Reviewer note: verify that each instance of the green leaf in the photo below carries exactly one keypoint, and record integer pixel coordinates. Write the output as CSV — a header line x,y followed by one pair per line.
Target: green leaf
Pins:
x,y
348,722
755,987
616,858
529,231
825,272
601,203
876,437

→ Instructions for the task
Could you write out all of the material above again, request lines included, shifting every x and y coordinate in the answers by adding -119 to it while leaving the request text unchanged?

→ Worked solution
Reviewer note: verify that each instance of the green leaf in the photo below carries exactly one keypoint, and record integer pixel coordinates. Write the output as CSV — a header line x,y followed by one pair per line.
Target: green leaf
Pins:
x,y
229,603
636,868
497,739
410,112
706,153
482,84
757,318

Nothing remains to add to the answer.